##### Texto do documento

Os factos pertinentes foram escolhidos e recortados em função da sua relevância jurídica, em face das soluções plausíveis das questões de direito, nos termos da aplicação conjugada dos artigos 123.º, n.º 2 do CPPT, 596.º, n.º 1 e 607.º, n.º 3 do Código de Processo Civil (“CPC”), aplicáveis por remissão do artigo 29.º, n.º 1, alíneas a) e e) do RJAT.

 

No que se refere aos factos provados, a convicção dos árbitros fundou-se na análise crítica dos documentos juntos aos autos por ambas as Partes, conforme referenciado em relação a cada facto enumerado no ponto 1 antecedente, e nas posições por estas assumidas em relação aos mesmos.

 

            Não se provou o alegado pela Requerida no artigo 12.º da Resposta, nem que do valor inicialmente investido nas loan notes por A..., no montante de € 10.748.430,44, a parcela de € 4.821.340,59 tenha sido convertida em “títulos de depósito e de crédito” (artigos 53.º, 55.º, 60.º da Resposta), nem que tenha sido recebido qualquer valor a esse título, nomeadamente no âmbito de um processo falimentar contra o C... .

##########
##### Listagem apresentada

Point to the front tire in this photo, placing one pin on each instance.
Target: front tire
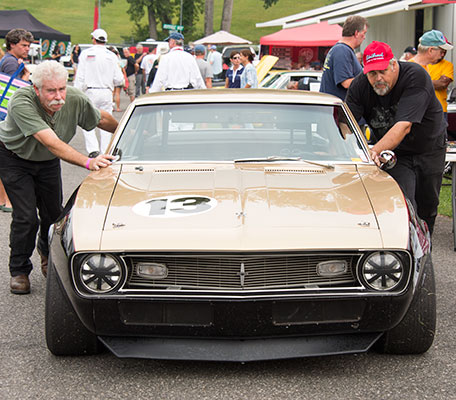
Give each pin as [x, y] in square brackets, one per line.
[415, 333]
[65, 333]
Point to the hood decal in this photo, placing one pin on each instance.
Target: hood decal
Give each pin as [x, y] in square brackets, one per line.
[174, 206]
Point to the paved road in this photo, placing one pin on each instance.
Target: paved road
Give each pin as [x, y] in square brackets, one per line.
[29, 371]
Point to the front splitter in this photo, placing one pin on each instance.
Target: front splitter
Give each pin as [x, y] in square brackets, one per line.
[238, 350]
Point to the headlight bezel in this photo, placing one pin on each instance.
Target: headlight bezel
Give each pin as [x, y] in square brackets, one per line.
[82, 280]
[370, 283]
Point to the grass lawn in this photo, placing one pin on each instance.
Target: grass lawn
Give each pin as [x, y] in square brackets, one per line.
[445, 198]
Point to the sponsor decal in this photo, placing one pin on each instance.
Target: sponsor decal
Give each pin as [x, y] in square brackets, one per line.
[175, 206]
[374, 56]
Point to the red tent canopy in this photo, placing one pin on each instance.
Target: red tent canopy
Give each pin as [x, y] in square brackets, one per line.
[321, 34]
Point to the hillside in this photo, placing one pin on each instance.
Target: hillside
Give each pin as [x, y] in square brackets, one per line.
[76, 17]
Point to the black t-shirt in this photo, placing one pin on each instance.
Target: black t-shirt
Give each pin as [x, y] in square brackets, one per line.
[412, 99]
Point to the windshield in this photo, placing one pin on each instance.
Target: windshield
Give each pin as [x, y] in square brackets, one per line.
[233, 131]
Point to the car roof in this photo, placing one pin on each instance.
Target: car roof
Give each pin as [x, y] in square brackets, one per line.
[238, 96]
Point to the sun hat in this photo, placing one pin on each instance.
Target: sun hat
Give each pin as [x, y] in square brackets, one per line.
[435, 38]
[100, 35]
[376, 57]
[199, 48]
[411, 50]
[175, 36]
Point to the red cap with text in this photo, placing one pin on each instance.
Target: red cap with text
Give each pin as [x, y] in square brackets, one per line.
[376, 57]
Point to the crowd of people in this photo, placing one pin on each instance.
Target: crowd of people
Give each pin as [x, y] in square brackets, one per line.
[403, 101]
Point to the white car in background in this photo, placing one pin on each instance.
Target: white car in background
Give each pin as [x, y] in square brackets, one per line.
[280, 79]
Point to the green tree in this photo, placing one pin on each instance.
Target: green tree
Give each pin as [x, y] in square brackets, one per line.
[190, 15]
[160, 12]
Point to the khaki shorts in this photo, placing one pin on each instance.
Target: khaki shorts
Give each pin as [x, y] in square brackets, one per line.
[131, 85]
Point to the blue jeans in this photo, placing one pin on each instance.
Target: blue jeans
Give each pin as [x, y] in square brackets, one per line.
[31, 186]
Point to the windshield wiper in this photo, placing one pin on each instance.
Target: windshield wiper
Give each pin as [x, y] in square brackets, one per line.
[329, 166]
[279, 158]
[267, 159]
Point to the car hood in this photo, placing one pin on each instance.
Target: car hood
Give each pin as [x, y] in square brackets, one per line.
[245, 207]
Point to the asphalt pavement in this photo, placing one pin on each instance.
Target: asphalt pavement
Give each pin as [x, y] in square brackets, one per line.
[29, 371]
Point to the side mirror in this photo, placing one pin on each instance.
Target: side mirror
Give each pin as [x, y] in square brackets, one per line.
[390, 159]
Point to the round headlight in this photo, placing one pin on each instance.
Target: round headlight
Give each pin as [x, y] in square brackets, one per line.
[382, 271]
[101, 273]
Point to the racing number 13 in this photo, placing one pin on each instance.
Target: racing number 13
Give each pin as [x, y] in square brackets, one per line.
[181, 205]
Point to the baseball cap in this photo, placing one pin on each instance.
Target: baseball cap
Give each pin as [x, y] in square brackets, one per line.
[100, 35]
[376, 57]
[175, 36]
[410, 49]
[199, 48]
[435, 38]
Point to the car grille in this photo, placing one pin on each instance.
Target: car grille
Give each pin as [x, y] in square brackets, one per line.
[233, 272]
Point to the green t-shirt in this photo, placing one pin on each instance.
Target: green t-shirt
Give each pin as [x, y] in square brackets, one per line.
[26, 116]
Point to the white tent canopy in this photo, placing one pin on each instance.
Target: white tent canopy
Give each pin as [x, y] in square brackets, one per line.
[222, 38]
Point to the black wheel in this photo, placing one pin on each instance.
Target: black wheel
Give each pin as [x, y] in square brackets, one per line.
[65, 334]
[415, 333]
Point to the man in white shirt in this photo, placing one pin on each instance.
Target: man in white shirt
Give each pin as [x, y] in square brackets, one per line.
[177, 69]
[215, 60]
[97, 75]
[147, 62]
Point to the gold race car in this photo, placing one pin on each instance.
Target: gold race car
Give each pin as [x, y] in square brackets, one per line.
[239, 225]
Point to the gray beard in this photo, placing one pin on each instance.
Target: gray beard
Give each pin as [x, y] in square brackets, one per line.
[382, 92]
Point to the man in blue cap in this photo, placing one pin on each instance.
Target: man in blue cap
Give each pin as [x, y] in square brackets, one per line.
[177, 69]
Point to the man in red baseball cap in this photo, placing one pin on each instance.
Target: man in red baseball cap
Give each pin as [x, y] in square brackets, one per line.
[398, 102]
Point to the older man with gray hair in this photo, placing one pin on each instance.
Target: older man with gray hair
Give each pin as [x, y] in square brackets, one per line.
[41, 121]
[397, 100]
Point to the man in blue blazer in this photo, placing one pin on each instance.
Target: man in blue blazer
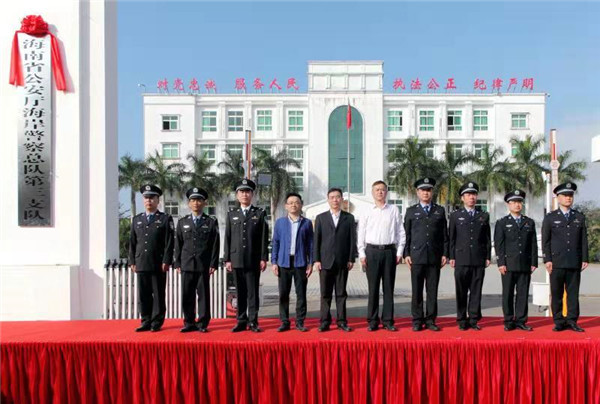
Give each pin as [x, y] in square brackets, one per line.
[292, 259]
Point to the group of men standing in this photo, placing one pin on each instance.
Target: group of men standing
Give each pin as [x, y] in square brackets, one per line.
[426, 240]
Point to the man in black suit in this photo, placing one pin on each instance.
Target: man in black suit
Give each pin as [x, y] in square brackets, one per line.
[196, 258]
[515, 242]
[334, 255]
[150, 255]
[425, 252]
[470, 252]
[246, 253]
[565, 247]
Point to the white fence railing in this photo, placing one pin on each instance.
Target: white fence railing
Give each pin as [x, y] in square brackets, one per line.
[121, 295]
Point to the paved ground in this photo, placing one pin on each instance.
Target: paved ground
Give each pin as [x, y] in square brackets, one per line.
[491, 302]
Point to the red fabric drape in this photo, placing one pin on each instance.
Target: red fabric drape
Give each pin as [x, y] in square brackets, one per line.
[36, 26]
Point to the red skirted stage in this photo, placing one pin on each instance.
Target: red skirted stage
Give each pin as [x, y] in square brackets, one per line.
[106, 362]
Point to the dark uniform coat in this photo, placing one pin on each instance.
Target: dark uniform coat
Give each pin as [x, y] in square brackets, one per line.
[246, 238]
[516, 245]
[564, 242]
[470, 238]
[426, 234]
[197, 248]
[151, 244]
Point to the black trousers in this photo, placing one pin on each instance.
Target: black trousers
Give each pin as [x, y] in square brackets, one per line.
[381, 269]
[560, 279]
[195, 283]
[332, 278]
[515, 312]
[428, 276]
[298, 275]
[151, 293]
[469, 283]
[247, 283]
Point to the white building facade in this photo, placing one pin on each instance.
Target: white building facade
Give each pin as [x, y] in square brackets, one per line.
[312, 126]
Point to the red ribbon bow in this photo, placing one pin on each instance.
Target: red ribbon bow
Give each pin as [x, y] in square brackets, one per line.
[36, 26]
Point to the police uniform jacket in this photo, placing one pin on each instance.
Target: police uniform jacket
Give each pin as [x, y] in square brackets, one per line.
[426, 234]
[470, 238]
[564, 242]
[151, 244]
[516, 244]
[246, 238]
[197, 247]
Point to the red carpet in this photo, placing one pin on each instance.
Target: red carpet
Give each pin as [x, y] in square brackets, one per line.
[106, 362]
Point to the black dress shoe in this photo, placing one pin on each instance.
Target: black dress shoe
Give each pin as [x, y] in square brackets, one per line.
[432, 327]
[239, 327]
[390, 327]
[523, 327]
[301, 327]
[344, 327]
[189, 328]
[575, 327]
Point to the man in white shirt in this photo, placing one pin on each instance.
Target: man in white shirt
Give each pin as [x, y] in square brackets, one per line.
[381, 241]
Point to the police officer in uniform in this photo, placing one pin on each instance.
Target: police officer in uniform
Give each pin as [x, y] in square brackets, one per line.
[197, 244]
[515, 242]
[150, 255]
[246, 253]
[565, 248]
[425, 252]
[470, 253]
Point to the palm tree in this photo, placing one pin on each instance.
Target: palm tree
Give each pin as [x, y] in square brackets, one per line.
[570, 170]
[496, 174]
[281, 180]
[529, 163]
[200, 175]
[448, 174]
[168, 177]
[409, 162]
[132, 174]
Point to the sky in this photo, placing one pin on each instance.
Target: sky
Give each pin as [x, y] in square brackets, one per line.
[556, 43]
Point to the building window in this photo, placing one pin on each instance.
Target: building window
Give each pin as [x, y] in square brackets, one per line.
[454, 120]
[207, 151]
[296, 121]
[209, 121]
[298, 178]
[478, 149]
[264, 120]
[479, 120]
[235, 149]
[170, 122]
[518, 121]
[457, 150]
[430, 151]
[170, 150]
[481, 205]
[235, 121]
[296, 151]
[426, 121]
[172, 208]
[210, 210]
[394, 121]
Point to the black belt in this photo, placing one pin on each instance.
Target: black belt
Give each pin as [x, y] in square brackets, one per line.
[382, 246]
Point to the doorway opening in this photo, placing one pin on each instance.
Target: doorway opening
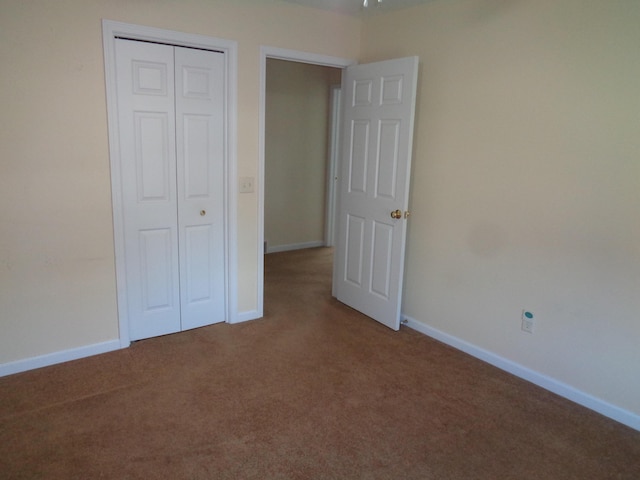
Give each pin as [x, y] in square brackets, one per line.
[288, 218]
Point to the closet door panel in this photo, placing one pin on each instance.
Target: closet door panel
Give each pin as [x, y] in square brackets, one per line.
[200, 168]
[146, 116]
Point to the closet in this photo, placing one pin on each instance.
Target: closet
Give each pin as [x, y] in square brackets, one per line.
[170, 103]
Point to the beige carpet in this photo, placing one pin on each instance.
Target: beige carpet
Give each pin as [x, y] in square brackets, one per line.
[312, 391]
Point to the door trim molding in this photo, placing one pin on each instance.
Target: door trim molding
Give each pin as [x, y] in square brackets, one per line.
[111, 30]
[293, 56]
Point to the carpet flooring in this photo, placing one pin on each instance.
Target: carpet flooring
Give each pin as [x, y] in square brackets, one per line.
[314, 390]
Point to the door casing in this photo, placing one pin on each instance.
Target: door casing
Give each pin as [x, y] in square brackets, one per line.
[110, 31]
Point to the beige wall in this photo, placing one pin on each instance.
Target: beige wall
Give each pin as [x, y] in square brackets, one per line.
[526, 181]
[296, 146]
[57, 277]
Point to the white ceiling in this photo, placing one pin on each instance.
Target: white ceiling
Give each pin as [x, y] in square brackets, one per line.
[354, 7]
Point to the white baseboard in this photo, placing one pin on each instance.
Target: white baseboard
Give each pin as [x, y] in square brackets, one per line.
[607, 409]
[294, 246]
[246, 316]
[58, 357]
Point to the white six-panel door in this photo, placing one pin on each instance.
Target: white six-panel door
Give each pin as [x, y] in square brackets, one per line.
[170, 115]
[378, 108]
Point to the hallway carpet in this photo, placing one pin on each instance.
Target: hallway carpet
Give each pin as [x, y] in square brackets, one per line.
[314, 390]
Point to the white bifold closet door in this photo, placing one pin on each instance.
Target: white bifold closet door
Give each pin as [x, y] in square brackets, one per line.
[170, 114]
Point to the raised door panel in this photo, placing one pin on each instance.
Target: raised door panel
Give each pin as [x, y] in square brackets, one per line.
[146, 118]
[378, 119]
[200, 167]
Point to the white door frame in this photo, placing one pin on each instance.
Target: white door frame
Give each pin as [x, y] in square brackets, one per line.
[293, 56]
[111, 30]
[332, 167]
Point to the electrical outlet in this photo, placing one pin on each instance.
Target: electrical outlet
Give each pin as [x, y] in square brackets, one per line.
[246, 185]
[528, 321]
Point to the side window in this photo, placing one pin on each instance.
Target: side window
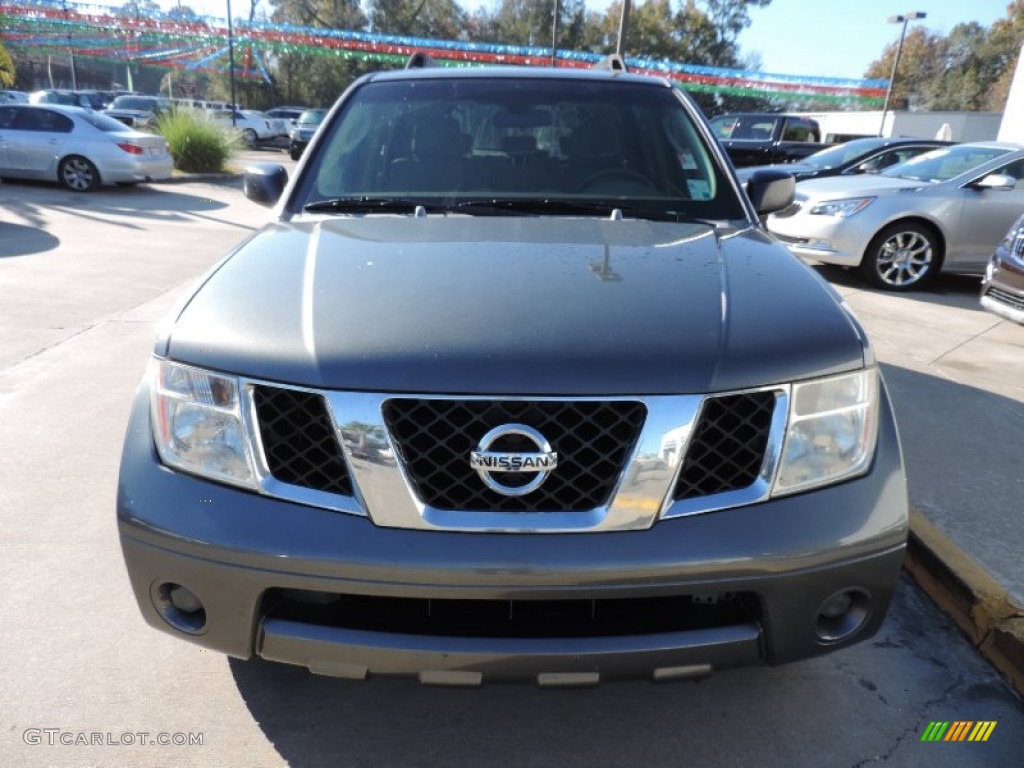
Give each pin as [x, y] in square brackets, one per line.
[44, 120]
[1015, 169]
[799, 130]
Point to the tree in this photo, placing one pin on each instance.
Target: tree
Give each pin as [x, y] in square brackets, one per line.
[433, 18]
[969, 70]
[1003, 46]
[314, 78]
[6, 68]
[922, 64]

##########

◆ **O que fazer**:
A – No texto sobre a matéria de facto, em que se fundou a convicção dos árbitros quanto aos factos provados?
B – Continue, por favor, o texto sobre a matéria de facto a partir do ponto em que termina.
A listagem não tem qualquer relação com o texto sobre a matéria de facto.

◆ **Respostas do exercício**:
A – Na análise crítica dos documentos juntos aos autos por ambas as Partes e nas posições por estas assumidas em relação aos mesmos.

B –
 

Não se deram como provadas nem não provadas alegações feitas pelas Partes e apresentadas como factos, consistentes em afirmações estritamente conclusivas, insuscetíveis de prova e cuja validade terá de ser aferida em relação à concreta matéria de facto consolidada.

 

Com relevo para a decisão não existem outros factos alegados que devam considerar-se não provados.

 

 

  1. Do Direito

 

  1. Enquadramento Jurídico-Tributário

            A questão que se suscita nos presentes autos respeita à determinação do valor de aquisição a atribuir às UP subscritas pela autora da sucessão em 2010, por conversão das loan notes que compunham as Aplicações RAIIG. Estas aplicações tinham sido adquiridas por A... no âmbito do contrato de gestão de carteira celebrado com o C..., em 2008, encontrando-se o respetivo capital garantido pelo C... e pelo C... Cayman, garantia que se estendia, em alguns casos, à própria remuneração das aplicações.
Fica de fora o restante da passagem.